> **Instrucciones y requisitos**: Reescriba todas las líneas comprendidas entre la que contiene "target | tall arched window" y la que contiene "[1132, 158]", ambas incluidas. Multiplique por 1,7 cada coordenada de los puntos de respuesta y redondee al entero más próximo, con los medios hacia arriba; los números de las líneas que comienzan por «format» deben quedar sin cambios.

> **Registros de anotación de posiciones**:
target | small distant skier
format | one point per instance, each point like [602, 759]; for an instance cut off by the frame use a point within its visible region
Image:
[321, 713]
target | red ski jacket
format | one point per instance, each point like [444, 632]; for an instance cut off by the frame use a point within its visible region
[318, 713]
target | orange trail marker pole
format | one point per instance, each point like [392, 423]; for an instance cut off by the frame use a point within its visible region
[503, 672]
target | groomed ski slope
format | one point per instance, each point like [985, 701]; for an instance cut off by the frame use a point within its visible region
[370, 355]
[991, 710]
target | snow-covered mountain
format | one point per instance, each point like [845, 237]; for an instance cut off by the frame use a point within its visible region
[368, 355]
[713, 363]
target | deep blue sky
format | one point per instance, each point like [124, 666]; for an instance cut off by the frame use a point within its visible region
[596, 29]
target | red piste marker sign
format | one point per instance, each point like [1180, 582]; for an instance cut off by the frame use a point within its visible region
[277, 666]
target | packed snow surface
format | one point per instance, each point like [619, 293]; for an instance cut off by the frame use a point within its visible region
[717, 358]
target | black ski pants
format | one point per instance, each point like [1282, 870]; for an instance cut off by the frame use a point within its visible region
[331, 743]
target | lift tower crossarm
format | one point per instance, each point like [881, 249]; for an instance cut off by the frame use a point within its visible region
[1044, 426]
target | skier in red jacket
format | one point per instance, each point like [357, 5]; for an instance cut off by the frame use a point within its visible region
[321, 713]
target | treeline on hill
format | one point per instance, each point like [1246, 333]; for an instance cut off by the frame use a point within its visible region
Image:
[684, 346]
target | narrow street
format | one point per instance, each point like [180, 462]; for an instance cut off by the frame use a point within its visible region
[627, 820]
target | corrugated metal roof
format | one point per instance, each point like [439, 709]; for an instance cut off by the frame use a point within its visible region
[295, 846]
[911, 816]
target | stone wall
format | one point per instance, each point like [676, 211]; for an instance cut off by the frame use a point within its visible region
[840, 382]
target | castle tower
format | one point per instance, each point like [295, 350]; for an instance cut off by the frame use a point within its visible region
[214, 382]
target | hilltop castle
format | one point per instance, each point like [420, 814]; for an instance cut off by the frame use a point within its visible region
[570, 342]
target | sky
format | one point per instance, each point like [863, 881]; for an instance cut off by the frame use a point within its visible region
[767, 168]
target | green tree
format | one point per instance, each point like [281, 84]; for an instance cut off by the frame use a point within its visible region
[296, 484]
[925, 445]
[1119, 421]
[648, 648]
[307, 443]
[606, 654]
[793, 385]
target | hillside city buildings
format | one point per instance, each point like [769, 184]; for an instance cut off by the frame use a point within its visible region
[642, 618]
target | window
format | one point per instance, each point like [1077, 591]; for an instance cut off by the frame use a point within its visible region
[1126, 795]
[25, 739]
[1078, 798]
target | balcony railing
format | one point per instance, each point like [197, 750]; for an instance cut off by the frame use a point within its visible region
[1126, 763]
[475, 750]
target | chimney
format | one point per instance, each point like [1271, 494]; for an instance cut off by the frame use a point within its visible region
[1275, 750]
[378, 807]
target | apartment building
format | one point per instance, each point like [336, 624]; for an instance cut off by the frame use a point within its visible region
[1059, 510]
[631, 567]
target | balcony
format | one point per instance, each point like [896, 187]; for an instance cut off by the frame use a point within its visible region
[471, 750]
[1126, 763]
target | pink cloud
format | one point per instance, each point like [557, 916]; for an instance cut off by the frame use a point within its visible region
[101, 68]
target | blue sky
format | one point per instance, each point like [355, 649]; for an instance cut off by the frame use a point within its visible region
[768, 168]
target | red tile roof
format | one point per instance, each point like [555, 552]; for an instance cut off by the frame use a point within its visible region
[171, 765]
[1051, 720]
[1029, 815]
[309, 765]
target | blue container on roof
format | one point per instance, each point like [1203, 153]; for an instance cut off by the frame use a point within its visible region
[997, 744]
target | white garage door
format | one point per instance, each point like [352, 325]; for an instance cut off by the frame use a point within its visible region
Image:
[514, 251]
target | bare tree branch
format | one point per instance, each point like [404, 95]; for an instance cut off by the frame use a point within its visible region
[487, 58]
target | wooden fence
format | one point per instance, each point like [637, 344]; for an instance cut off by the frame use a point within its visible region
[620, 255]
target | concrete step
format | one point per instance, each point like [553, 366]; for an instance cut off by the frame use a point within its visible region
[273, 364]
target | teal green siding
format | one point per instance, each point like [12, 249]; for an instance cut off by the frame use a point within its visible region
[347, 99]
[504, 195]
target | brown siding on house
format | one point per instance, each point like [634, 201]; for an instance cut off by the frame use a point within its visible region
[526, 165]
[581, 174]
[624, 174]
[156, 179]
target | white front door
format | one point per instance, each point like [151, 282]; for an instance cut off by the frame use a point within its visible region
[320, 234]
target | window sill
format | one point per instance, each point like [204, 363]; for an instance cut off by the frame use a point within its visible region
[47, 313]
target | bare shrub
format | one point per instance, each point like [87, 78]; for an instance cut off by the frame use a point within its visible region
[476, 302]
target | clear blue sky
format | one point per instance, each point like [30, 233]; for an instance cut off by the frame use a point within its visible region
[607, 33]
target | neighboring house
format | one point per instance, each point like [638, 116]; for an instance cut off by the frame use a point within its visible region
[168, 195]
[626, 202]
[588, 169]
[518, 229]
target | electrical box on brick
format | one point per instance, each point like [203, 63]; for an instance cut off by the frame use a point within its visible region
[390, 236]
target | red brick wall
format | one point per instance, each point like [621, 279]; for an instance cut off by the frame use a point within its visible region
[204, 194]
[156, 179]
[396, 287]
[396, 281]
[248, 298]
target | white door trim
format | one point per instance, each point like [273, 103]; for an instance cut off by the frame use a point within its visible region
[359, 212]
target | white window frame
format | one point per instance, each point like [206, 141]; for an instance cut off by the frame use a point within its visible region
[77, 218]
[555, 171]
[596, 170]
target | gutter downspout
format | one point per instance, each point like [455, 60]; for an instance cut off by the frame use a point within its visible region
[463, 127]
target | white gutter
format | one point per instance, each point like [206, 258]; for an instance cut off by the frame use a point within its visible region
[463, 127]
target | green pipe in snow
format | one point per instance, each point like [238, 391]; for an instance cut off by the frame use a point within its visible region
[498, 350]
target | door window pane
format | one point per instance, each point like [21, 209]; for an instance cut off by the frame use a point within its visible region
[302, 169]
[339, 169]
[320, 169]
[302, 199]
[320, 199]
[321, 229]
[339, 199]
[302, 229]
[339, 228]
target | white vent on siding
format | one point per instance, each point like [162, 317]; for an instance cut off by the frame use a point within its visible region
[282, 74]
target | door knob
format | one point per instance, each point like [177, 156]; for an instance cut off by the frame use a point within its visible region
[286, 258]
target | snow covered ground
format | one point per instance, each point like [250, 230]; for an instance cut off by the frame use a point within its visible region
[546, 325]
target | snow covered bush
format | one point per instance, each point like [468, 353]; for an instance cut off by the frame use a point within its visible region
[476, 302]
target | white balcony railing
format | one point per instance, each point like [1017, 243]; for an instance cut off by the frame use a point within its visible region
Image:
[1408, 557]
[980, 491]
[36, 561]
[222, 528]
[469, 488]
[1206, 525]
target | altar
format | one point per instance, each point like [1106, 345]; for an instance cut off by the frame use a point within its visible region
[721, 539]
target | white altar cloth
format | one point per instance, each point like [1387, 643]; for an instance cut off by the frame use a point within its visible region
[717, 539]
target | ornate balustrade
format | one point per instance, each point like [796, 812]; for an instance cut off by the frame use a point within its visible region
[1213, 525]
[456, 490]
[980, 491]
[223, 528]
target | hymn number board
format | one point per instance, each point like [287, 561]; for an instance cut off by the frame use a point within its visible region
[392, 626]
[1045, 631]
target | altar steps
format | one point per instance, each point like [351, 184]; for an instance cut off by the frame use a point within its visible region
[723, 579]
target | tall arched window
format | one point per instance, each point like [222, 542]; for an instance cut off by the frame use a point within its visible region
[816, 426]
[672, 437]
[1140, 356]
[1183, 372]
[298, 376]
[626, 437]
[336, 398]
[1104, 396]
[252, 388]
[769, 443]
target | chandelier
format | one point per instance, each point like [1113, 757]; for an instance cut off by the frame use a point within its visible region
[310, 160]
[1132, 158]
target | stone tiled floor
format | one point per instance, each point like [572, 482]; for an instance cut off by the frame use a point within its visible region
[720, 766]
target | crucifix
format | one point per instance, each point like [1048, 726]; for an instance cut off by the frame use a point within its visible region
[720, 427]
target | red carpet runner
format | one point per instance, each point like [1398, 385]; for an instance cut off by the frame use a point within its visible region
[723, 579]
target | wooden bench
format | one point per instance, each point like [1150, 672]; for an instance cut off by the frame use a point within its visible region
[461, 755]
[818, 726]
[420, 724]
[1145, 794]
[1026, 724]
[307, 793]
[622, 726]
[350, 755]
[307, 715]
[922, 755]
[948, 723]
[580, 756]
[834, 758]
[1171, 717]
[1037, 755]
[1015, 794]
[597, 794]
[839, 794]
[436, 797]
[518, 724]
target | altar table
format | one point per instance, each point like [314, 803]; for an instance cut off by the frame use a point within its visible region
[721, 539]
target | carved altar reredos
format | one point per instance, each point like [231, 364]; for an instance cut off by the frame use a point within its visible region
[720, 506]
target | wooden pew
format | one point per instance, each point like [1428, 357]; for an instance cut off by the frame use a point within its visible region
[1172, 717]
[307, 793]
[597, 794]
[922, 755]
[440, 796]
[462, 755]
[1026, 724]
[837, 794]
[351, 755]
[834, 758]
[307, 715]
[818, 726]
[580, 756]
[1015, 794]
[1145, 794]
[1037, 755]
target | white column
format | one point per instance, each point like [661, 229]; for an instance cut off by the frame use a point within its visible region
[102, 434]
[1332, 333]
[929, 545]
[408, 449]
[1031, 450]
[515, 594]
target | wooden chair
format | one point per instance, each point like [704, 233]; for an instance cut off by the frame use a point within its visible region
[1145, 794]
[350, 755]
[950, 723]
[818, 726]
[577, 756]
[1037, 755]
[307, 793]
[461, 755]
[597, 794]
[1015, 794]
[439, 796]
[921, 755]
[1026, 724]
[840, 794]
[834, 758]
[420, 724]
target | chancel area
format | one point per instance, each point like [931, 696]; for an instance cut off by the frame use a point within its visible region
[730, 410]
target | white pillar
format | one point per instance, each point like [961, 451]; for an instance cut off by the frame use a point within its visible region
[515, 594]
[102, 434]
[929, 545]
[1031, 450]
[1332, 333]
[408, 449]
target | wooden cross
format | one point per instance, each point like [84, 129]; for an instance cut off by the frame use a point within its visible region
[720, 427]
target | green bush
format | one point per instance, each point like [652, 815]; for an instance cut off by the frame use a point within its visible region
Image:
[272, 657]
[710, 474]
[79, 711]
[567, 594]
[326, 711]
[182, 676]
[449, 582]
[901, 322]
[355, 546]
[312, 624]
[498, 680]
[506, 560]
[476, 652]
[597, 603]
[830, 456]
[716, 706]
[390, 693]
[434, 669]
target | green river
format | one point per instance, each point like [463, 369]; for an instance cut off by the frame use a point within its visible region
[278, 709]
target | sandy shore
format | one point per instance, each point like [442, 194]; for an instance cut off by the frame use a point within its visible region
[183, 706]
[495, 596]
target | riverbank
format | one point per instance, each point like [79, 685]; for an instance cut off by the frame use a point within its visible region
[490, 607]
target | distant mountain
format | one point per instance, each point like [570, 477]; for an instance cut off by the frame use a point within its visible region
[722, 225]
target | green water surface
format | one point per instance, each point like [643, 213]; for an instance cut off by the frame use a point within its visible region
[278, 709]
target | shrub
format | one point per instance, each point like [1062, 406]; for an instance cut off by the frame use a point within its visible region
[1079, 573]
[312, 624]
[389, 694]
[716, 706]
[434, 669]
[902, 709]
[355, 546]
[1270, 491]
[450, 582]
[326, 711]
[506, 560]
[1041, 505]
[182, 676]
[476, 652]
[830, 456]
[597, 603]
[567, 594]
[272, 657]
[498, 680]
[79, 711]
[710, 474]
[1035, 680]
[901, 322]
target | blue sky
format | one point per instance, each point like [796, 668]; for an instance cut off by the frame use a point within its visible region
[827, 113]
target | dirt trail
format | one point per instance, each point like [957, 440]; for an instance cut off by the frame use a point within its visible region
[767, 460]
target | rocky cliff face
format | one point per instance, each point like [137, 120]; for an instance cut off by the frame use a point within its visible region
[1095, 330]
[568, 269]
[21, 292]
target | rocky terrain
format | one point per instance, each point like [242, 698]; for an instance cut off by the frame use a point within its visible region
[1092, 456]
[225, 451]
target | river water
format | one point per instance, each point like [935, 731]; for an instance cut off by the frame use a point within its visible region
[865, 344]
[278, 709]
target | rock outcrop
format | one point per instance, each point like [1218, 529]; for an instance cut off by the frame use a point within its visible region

> **Resultado del ejercicio**:
target | tall arched window
format | one point per instance, each point like [222, 542]; for an instance cut off by the frame use a point within its visible region
[1387, 724]
[1142, 743]
[1938, 605]
[2011, 632]
[507, 639]
[1064, 743]
[571, 677]
[1877, 673]
[428, 660]
[1307, 753]
target | chandelier
format | one point per instance, each point like [1113, 757]; for an instance cut off by the frame use a point within its visible region
[527, 272]
[1924, 269]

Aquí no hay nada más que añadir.